What is being asked: Extract every line of the records below and reproduce each one verbatim, with nothing altered, added, or left out.

Supplied information:
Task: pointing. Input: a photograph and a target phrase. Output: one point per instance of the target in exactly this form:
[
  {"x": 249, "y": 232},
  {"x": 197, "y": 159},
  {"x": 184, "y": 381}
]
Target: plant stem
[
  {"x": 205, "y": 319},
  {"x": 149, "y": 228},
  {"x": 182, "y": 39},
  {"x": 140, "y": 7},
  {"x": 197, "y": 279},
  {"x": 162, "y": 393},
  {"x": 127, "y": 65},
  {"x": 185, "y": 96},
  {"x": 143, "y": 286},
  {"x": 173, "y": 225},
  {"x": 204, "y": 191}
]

Solution for this task:
Task: pointing. Input: a photograph and a target phrase. Output: one point per instance of the target in exactly this form:
[
  {"x": 249, "y": 232},
  {"x": 197, "y": 159},
  {"x": 184, "y": 381}
]
Target: plant stem
[
  {"x": 205, "y": 319},
  {"x": 149, "y": 228},
  {"x": 182, "y": 39},
  {"x": 140, "y": 7},
  {"x": 197, "y": 279},
  {"x": 162, "y": 393},
  {"x": 127, "y": 65},
  {"x": 185, "y": 96},
  {"x": 143, "y": 286},
  {"x": 173, "y": 225},
  {"x": 204, "y": 191}
]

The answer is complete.